What you should do -> Give back all of the data verbatim.

**** The input

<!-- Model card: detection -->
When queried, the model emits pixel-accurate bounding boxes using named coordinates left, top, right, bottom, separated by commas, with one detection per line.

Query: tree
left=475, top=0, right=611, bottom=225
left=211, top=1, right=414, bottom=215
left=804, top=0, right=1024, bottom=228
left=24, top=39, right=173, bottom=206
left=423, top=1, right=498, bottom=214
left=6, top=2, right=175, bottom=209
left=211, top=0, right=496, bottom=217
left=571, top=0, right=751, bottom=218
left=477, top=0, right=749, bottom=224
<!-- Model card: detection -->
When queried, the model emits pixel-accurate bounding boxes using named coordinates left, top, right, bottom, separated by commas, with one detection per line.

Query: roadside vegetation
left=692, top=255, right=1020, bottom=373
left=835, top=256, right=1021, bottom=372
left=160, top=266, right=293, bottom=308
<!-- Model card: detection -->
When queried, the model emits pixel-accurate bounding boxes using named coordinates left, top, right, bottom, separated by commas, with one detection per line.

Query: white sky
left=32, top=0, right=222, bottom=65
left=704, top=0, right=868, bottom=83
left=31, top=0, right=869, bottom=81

********

Answer ->
<!-- Model card: detection -->
When queried, the model emits pixel-accurate bounding boxes using named coordinates left, top, right, bottom, separated by commas, with one detection per line.

Query: tree
left=475, top=0, right=611, bottom=225
left=211, top=1, right=414, bottom=215
left=804, top=0, right=1024, bottom=228
left=24, top=39, right=173, bottom=206
left=423, top=1, right=498, bottom=214
left=6, top=2, right=175, bottom=209
left=211, top=0, right=496, bottom=217
left=571, top=0, right=751, bottom=218
left=477, top=0, right=749, bottom=224
<!-- Model card: detection -->
When queried, the model emits pixel-accurate bounding boxes using named coordinates left, top, right, bottom, separated by commas, with one detection per line.

Query: roadside vegetation
left=692, top=255, right=1020, bottom=373
left=835, top=256, right=1021, bottom=372
left=160, top=266, right=293, bottom=308
<!-- Model card: detection -->
When queried, the model emits pixel-accurate bounding boxes using named coordinates left, top, right, bottom, separated by commas, with one detection per line.

Query: white sky
left=32, top=0, right=222, bottom=65
left=704, top=0, right=868, bottom=83
left=31, top=0, right=869, bottom=81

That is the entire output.